> [TEXTE CITÉ]
>>>>>
Le festival Les Embellies de Rennes fête ses vingt ans du 20 au 24 mars 2018. L’occasion de découvrir de nouveaux talents avec une programmation rock, pop, folk, électro au Théâtre du Vieux Saint-Étienne notamment mais aussi à l’Ubu ou à la Maison des Associations. Présentation lumineuse.
D’abord nommé Bar’Baries puis Les Embellies, le festival a accueilli de « grands noms » de la Chanson comme Têtes Raides ou Pauline Croze pour ensuite faire le choix de privilégier une programmation composée majoritairement d’artistes émergents. Comment déterminez-vous aujourd’hui les artistes qui se produiront au festival ?
Stéphanie Cadeau : Je fonctionne beaucoup au coup de cœur sur des choses que je peux entendre, que je peux voir en concert. Au début, on a bénéficié de groupes comme Têtes Raides qui étaient en plein essor. Il y avait un gros focus sur la chanson française en France avec d’autres noms comme Thomas Fersen ou Brigitte Fontaine. Au tout début, on était surtout sur des artistes bien connus du grand public, qui remplissaient bien les salles. On était simplement sur de l’organisation. Petit à petit, on a commencé à accompagner des artistes en développement et généralement locaux. Je m’attache aussi à essayer de mener pendant le festival, cette action développement qu’on mène le reste de l’année. L’idée est de proposer des artistes découvertes qui sont sur des premiers concerts, un premier album. C’est à l’intuition, au coup de cœur. Il m’arrive parfois de programmer des choses que je n’ai pas eu l’occasion de voir mais si j’ai été séduite tout de suite à l’écoute ou en visionnant des vidéos, j’ai envie de programmer. Il y a aussi une part de collaboration avec d’autres programmateurs qui me conseillent. Ce sont plus des programmateurs en dehors de Rennes, l’idée est de proposer des choses qui n’ont pas trop été jouées à Rennes ou peu. Il m’arrive souvent de finir une programmation en allant aux Bars en Trans qui sont souvent des premières scènes aussi. C’est généralement des gens sur le reste de la France qui nous donnent des conseils si eux-même ont programmé ou accompagné un groupe. L’idée est d’avoir envie de défendre les artistes qui jouent au festival, d’en faire la promotion et de les faire découvrir au public.
Quel est l’état d’esprit des Embellies ?
Stéphanie Cadeau : A l’époque des Bar’Baries on était tous vraiment très sensibles à la chanson française. Petit à petit nos goûts ont évolué et le festival a pris un virage. Aujourd’hui on va plus vers le rock. Ça reste assez vaste. On peut très bien trouver des choses très indépendantes comme le krautrock ou le math rock comme des sons électro. L’idée est que la palette rock reste assez large. On ira cependant jamais vers les musiques du monde même si cela peut être des choses qu’on peut aimer.
<<<<<
> [ENTRÉES]
>>>>>
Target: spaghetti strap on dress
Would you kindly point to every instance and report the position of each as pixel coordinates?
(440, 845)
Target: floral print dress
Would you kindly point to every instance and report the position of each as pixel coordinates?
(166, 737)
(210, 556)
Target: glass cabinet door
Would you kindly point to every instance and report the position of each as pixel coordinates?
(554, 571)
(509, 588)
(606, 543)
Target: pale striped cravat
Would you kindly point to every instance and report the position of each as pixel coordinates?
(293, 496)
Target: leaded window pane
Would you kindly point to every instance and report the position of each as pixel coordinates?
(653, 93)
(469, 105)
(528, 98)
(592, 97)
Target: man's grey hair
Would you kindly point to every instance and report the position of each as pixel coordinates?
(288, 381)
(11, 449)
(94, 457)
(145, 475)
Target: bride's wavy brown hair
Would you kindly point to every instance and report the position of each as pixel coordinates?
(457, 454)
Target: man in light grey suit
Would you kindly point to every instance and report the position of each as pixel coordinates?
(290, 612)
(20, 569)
<<<<<
>>>>>
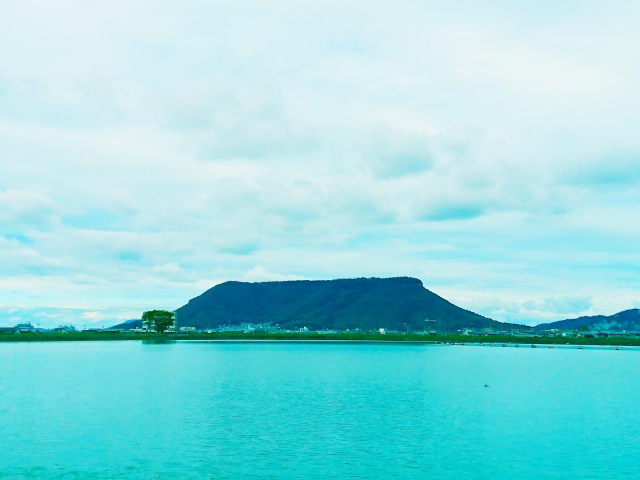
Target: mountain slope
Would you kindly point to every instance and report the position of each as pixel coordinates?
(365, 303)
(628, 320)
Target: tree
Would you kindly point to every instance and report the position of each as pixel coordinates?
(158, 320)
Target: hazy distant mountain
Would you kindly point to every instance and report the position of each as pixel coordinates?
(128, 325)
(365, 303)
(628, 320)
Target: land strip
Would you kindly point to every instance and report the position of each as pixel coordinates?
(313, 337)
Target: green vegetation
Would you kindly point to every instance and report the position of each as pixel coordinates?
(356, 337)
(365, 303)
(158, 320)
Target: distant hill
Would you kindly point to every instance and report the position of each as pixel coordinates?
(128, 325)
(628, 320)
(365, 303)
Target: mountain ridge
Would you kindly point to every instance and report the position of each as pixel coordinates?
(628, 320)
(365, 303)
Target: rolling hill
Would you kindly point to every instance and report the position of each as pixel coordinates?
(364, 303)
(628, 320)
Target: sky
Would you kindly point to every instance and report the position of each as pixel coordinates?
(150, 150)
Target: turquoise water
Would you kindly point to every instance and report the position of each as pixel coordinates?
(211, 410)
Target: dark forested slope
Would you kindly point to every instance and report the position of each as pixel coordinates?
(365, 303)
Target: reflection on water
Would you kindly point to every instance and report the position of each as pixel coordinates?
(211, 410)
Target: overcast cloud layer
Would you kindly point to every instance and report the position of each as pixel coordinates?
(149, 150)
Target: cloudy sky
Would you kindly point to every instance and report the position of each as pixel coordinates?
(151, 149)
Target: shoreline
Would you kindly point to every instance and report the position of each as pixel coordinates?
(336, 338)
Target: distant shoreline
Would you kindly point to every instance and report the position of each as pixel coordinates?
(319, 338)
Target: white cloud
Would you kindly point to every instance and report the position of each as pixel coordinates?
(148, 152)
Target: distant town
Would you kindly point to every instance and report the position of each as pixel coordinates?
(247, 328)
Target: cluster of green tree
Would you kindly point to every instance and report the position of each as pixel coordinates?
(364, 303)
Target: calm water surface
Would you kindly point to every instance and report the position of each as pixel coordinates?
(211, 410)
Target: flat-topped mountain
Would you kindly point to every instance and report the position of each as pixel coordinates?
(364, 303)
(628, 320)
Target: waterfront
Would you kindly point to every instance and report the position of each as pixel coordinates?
<<<<<
> [CONSIGNES]
1) Résumez sous forme de liste le paragraphe du texte cité qui commence par « Stéphanie Cadeau : A l’époque des Bar’Baries », en conservant ses faits principaux.
2) Répondez à ces questions d’après le texte cité :
(a) À quelles dates le festival fête-t-il ses vingt ans ?
(b) Quel était le premier nom du festival ?
(c) Vers quelles musiques le festival n’ira-t-il jamais ?
3) Traduisez en anglais cette phrase du texte cité : « Il y a aussi une part de collaboration avec d’autres programmateurs qui me conseillent. »

> [CORRIGÉS]
1)
- À l’époque des Bar’Baries, l’équipe était très sensible à la chanson française.
- Peu à peu, les goûts ont évolué et le festival a pris un virage vers le rock.
- La palette rock reste large : musiques très indépendantes comme le krautrock ou le math rock, mais aussi sons électro.
- Le festival n’ira jamais vers les musiques du monde, même si l’équipe peut les aimer.

2)
(a) Du 20 au 24 mars 2018.
(b) Bar’Baries.
(c) Les musiques du monde.

3) There is also an element of collaboration with other programmers who advise me.